▸ Exercise details
Put every line of the material below into a Markdown table with two columns, Row (numbered from 1) and Line, and skip blank lines. Leave the pictures out of the answer.

========================================================================

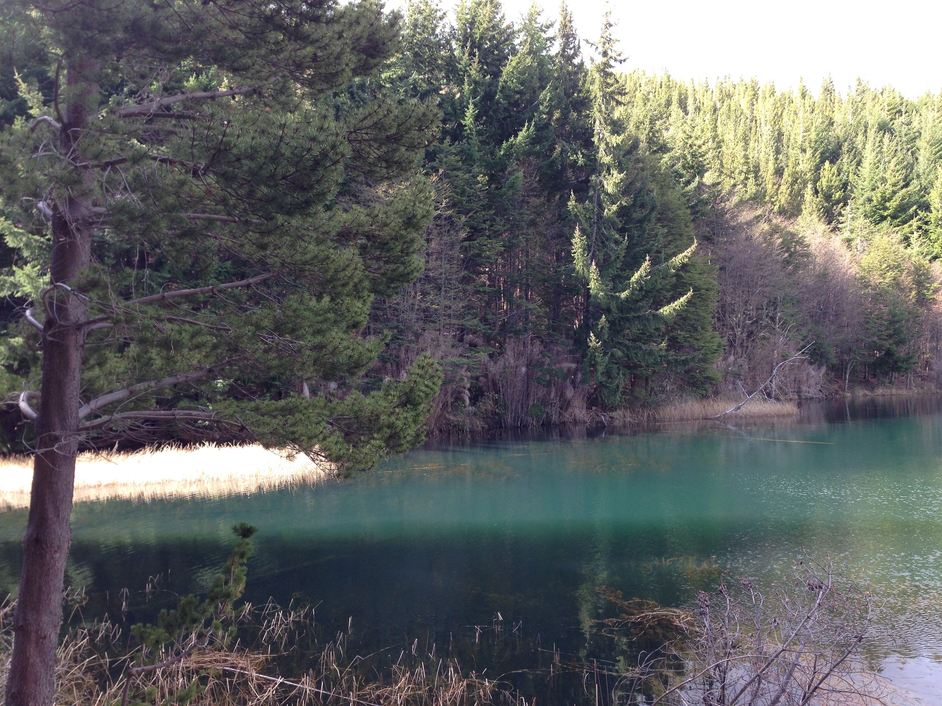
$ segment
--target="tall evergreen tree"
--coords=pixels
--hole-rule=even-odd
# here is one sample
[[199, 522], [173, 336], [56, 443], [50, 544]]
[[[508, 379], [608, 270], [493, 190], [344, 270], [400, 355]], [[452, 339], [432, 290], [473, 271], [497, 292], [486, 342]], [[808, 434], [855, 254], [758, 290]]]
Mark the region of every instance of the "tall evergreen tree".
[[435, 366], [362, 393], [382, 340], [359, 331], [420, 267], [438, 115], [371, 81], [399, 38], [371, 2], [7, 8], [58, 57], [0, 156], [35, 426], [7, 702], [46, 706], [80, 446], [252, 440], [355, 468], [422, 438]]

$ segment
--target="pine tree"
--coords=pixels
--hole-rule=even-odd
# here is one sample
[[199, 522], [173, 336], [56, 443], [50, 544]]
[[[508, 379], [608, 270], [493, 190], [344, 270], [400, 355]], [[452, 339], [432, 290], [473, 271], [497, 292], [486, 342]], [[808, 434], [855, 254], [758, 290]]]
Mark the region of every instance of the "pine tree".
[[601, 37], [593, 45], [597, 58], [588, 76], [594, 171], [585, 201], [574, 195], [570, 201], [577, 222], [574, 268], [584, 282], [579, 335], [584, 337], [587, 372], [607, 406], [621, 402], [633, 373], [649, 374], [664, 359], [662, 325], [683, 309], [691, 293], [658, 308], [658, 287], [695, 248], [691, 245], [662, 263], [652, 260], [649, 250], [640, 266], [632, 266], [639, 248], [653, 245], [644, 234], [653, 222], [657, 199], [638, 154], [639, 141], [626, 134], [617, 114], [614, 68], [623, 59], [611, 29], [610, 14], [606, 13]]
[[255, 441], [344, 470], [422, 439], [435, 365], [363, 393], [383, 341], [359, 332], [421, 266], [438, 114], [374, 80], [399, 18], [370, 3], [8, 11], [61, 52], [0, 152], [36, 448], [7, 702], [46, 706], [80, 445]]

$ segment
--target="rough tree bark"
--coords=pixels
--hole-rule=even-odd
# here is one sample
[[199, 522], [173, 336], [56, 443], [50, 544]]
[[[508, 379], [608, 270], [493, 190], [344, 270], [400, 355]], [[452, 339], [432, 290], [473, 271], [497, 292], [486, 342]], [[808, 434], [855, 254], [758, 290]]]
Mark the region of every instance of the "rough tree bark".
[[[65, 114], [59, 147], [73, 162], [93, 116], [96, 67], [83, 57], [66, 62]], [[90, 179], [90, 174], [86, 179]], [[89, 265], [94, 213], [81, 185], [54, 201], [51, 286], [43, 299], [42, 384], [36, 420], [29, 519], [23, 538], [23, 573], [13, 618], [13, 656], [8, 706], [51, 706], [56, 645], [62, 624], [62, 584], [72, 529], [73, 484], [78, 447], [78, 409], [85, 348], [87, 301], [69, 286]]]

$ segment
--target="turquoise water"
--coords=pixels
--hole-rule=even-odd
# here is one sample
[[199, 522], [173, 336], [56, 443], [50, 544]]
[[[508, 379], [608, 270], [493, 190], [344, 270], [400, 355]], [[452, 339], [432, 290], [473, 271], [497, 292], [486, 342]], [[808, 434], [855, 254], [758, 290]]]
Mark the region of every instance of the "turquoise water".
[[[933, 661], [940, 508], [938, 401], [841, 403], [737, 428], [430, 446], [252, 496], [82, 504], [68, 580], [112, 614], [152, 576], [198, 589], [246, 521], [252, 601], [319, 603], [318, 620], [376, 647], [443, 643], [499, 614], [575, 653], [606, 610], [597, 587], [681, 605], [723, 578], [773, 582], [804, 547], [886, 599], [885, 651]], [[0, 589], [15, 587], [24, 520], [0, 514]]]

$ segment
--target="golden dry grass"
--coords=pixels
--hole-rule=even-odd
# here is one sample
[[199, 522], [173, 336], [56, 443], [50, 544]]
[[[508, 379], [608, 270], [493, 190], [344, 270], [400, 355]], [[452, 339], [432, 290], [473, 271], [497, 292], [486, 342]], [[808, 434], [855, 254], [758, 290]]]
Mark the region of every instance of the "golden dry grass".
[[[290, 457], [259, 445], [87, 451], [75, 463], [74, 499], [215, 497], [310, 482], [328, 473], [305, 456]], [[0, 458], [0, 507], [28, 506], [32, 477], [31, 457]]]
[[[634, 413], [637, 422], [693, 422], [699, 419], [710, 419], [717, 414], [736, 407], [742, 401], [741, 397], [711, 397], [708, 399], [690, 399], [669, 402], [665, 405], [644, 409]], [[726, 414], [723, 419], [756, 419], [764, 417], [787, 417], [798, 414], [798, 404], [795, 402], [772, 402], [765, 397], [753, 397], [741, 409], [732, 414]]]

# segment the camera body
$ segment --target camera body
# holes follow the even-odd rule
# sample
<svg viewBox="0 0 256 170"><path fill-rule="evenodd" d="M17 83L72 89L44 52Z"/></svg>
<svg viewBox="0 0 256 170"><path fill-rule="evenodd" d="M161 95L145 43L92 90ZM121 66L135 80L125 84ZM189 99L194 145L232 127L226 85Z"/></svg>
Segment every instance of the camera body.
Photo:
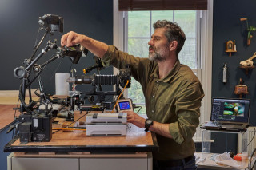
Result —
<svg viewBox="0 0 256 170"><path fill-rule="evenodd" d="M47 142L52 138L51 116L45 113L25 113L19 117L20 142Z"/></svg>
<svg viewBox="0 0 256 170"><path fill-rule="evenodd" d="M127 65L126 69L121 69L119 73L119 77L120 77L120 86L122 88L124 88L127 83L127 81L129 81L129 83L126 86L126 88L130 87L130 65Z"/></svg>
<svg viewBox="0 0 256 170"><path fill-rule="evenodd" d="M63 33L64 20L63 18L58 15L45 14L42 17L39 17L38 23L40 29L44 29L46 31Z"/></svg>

========================================================================

▸ Task answer
| Row | Line |
|---|---|
| 1 | $ segment |
| 2 | --target="tall evergreen tree" |
| 3 | --coords=pixels |
| 4 | --hole-rule=even-odd |
| 5 | # here is one sample |
| 6 | [[199, 522], [173, 336], [56, 443], [50, 544]] |
| 7 | [[[508, 379], [608, 270], [493, 190], [344, 270], [400, 355]], [[452, 339], [432, 290], [473, 271], [497, 292], [486, 342]], [[808, 434], [855, 254], [758, 290]]] |
| 8 | Mark the region of every instance of the "tall evergreen tree". |
| 9 | [[435, 366], [362, 393], [382, 340], [359, 331], [420, 267], [438, 115], [371, 81], [399, 38], [371, 2], [7, 8], [58, 57], [0, 156], [35, 426], [7, 702], [46, 706], [80, 446], [252, 440], [355, 468], [422, 438]] |
| 10 | $ segment |
| 11 | --target="pine tree" |
| 12 | --coords=pixels |
| 13 | --hole-rule=even-odd |
| 14 | # here is one sample |
| 15 | [[199, 522], [173, 336], [56, 443], [50, 544]] |
| 16 | [[[508, 379], [608, 270], [493, 190], [344, 270], [400, 355]], [[452, 339], [432, 290], [473, 271], [497, 292], [486, 342]], [[808, 434], [855, 254], [758, 290]]] |
| 17 | Mark the region of every instance of the "pine tree". |
| 18 | [[601, 37], [593, 45], [597, 58], [588, 76], [594, 171], [585, 201], [574, 195], [570, 201], [577, 222], [574, 268], [584, 282], [579, 335], [584, 337], [587, 372], [607, 406], [621, 402], [633, 373], [649, 374], [664, 359], [662, 325], [683, 309], [691, 293], [658, 308], [658, 287], [695, 248], [691, 245], [662, 263], [652, 260], [649, 250], [640, 266], [632, 266], [639, 248], [653, 245], [644, 234], [653, 222], [657, 199], [638, 154], [639, 141], [626, 134], [617, 114], [614, 68], [623, 59], [611, 29], [610, 14], [606, 13]] |
| 19 | [[255, 441], [344, 470], [422, 439], [435, 365], [363, 393], [383, 341], [359, 332], [421, 266], [438, 114], [374, 80], [399, 18], [370, 3], [8, 11], [61, 52], [0, 152], [36, 448], [7, 702], [46, 706], [80, 445]] |
| 20 | $ segment |
| 21 | --target="rough tree bark" |
| 22 | --coords=pixels |
| 23 | --hole-rule=even-odd |
| 24 | # here is one sample |
| 25 | [[199, 522], [173, 336], [56, 443], [50, 544]] |
| 26 | [[[508, 379], [608, 270], [493, 190], [344, 270], [400, 355]], [[452, 339], [432, 290], [473, 271], [497, 292], [486, 342]], [[808, 434], [855, 254], [758, 290]]] |
| 27 | Mark the region of every instance of the "rough tree bark". |
| 28 | [[[65, 114], [59, 147], [73, 162], [93, 116], [96, 67], [83, 57], [66, 62]], [[90, 179], [90, 174], [86, 179]], [[89, 265], [94, 213], [81, 185], [54, 201], [51, 286], [43, 299], [42, 384], [36, 420], [29, 519], [23, 538], [23, 573], [13, 618], [13, 656], [8, 706], [51, 706], [56, 645], [62, 624], [62, 584], [72, 529], [73, 484], [78, 447], [78, 409], [85, 348], [87, 301], [69, 286]]] |
| 29 | $ segment |
| 30 | --target="turquoise water" |
| 31 | --coords=pixels |
| 32 | --hole-rule=even-odd |
| 33 | # here is one sample |
| 34 | [[199, 522], [173, 336], [56, 443], [50, 544]] |
| 35 | [[[508, 379], [608, 270], [493, 190], [344, 270], [400, 355]], [[452, 339], [432, 290], [473, 271], [497, 292], [486, 342]], [[808, 434], [855, 254], [758, 290]]] |
| 36 | Mark the region of every instance of the "turquoise water". |
| 37 | [[[933, 661], [940, 508], [938, 401], [841, 403], [737, 428], [430, 446], [252, 496], [82, 504], [68, 580], [112, 614], [152, 576], [198, 589], [246, 521], [252, 601], [319, 603], [318, 620], [376, 647], [443, 643], [499, 614], [575, 653], [606, 610], [597, 587], [681, 605], [723, 578], [773, 582], [804, 547], [886, 599], [885, 651]], [[0, 589], [15, 587], [24, 520], [0, 514]]] |
| 38 | $ segment |
| 39 | --target="golden dry grass" |
| 40 | --coords=pixels |
| 41 | --hole-rule=even-odd |
| 42 | # here is one sample |
| 43 | [[199, 522], [173, 336], [56, 443], [50, 544]] |
| 44 | [[[508, 379], [608, 270], [493, 190], [344, 270], [400, 355]], [[452, 339], [432, 290], [473, 271], [497, 292], [486, 342]], [[808, 434], [855, 254], [758, 290]]] |
| 45 | Mark the region of every instance of the "golden dry grass". |
| 46 | [[[290, 457], [259, 445], [87, 451], [75, 463], [74, 499], [215, 497], [310, 482], [328, 473], [305, 456]], [[0, 458], [0, 507], [28, 506], [32, 477], [31, 457]]] |
| 47 | [[[634, 413], [637, 422], [693, 422], [699, 419], [710, 419], [717, 414], [736, 407], [742, 401], [741, 397], [711, 397], [708, 399], [690, 399], [669, 402], [665, 405], [644, 409]], [[726, 414], [723, 419], [756, 419], [764, 417], [787, 417], [798, 414], [798, 404], [795, 402], [772, 402], [765, 397], [753, 397], [741, 409], [732, 414]]] |
| 48 | # segment the camera body |
| 49 | $ segment --target camera body |
| 50 | # holes follow the even-odd rule |
| 51 | # sample |
| 52 | <svg viewBox="0 0 256 170"><path fill-rule="evenodd" d="M17 83L72 89L44 52Z"/></svg> |
| 53 | <svg viewBox="0 0 256 170"><path fill-rule="evenodd" d="M161 95L145 43L92 90ZM121 66L135 80L125 84ZM189 99L194 145L232 127L226 85Z"/></svg> |
| 54 | Segment every instance of the camera body. |
| 55 | Photo: |
| 56 | Result — |
| 57 | <svg viewBox="0 0 256 170"><path fill-rule="evenodd" d="M47 142L52 138L51 116L45 113L25 113L19 117L20 142Z"/></svg> |
| 58 | <svg viewBox="0 0 256 170"><path fill-rule="evenodd" d="M127 65L126 69L121 69L119 73L119 77L120 77L120 86L122 88L124 88L127 83L127 81L129 81L129 83L126 86L126 88L130 87L130 65Z"/></svg> |
| 59 | <svg viewBox="0 0 256 170"><path fill-rule="evenodd" d="M63 33L64 20L63 18L58 15L45 14L42 17L39 17L38 23L40 29L44 29L46 31Z"/></svg> |